■ **Set exercise**
Can you rewrite everything in the records below, from the line containing "of the orange" down to the line containing "pixel 699 582", both included, as a JSON list of strings with one string per line and blank lines left out?

■ **Exercise data**
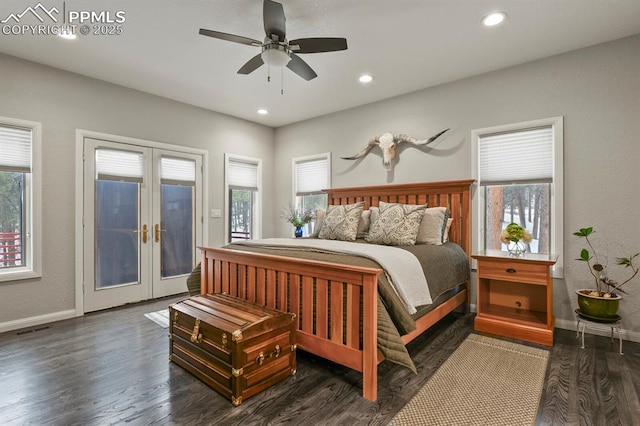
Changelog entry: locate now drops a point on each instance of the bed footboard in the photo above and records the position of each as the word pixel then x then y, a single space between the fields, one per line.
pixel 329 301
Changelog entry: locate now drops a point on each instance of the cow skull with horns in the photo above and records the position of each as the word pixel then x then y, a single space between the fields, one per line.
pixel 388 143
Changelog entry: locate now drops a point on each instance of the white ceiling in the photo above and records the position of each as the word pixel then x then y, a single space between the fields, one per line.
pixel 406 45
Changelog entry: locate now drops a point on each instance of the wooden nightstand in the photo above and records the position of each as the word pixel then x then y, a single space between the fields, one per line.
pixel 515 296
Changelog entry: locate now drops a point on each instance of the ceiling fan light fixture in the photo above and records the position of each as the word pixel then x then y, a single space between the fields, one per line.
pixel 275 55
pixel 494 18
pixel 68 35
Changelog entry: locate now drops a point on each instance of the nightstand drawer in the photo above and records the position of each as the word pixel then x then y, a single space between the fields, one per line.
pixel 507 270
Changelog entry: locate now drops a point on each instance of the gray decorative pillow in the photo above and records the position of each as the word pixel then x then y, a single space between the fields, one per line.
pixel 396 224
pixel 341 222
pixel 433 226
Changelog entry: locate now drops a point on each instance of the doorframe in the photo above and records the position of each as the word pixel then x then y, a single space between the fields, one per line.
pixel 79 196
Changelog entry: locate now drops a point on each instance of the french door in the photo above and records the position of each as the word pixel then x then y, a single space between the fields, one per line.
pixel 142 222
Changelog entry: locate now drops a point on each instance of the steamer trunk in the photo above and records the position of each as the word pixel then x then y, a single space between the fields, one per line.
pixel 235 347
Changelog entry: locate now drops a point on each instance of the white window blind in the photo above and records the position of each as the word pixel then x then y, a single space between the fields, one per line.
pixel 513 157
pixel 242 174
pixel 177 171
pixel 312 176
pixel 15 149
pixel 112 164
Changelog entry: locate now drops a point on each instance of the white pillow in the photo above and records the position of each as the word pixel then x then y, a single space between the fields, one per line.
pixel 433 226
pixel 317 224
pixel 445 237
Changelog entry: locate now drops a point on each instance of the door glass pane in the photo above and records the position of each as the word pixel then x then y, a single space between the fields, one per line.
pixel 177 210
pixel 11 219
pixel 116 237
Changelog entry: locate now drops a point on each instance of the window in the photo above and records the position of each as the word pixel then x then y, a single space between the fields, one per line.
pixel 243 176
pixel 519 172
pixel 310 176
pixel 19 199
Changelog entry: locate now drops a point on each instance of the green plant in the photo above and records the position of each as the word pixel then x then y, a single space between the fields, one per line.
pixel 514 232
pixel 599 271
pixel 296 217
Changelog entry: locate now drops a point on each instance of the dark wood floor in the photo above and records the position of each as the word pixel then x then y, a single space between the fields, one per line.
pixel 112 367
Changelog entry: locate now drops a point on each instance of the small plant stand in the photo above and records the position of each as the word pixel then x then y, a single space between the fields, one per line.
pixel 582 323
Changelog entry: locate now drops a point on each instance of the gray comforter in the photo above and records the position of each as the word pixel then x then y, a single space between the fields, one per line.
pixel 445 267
...
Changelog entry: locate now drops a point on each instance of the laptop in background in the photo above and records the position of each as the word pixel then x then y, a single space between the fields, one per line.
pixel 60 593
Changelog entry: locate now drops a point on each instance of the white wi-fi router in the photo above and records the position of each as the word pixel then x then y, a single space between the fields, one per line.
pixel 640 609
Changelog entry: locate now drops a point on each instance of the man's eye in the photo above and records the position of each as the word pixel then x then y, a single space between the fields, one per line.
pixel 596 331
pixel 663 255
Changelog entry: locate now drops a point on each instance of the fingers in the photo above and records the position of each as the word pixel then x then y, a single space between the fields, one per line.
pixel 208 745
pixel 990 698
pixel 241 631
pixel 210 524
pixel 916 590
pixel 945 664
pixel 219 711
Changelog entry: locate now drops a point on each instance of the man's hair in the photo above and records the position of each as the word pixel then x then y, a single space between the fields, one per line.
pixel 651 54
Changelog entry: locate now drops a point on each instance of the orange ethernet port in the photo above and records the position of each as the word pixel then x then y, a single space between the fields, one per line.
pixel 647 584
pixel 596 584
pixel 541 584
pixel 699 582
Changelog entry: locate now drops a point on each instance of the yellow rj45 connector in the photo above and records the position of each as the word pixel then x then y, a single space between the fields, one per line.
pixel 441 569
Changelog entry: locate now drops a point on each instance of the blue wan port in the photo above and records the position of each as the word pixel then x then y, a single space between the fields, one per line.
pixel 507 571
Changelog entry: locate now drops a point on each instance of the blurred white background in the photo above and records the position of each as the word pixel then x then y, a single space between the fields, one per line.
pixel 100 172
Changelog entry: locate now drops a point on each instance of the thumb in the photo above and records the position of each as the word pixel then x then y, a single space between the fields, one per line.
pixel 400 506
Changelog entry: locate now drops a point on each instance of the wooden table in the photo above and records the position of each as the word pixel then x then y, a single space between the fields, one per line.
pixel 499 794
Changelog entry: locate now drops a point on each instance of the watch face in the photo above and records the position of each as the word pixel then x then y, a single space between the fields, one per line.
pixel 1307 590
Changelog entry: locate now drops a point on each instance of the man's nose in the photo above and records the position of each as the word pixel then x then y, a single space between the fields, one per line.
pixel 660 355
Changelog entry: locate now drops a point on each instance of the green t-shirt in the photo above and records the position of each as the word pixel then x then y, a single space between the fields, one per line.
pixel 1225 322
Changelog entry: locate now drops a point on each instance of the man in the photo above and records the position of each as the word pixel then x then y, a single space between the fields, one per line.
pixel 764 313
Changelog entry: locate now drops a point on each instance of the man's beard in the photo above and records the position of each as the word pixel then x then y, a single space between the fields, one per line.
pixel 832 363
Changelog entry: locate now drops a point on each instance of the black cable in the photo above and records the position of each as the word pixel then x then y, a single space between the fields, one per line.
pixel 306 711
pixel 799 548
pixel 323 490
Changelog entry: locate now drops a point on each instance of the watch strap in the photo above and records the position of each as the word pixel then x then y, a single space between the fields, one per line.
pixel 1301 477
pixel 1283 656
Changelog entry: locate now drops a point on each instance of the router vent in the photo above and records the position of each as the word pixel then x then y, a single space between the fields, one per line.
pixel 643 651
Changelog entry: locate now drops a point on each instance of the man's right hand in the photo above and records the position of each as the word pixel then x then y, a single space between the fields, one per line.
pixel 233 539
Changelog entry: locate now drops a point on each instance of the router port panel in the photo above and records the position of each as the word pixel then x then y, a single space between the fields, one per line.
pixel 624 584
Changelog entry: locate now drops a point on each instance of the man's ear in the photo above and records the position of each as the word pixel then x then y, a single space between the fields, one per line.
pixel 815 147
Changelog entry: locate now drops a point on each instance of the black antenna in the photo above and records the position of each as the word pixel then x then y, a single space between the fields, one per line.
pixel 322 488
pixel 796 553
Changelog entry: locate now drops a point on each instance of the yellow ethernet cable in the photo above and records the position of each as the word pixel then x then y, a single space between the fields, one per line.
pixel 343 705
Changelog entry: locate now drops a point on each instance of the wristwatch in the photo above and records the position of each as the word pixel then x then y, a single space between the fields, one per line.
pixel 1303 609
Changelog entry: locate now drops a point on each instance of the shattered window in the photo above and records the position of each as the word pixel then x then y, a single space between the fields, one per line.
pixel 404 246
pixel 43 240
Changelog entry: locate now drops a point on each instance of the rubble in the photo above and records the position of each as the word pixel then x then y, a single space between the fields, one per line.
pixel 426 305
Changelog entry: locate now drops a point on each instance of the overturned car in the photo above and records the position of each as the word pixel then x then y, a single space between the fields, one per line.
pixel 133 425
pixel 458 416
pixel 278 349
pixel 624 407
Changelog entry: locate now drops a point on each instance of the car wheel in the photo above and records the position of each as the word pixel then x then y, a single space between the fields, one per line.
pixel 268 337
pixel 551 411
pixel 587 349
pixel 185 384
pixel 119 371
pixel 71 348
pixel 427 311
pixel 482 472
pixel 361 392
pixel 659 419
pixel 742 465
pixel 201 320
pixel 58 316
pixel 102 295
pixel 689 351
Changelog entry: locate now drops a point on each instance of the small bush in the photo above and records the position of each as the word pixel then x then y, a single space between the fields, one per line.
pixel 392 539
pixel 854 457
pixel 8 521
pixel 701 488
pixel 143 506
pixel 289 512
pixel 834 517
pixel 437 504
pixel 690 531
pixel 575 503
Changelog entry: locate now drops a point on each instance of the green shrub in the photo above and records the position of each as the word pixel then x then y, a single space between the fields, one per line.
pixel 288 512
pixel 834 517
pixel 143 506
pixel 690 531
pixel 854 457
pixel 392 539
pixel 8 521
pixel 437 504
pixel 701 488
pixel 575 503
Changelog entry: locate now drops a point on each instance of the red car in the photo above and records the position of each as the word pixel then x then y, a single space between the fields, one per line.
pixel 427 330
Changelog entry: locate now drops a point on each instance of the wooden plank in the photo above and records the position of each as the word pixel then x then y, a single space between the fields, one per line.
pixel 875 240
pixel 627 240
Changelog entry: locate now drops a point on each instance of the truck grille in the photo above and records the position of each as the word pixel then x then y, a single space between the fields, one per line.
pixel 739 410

■ **Complete response**
[
  "Changelog entry: locate now drops a point on each instance of the orange ethernet port in the photo above and records the position of each as the word pixel then x then y, a single space between the fields, one per line.",
  "pixel 647 584",
  "pixel 596 584",
  "pixel 541 584",
  "pixel 699 582"
]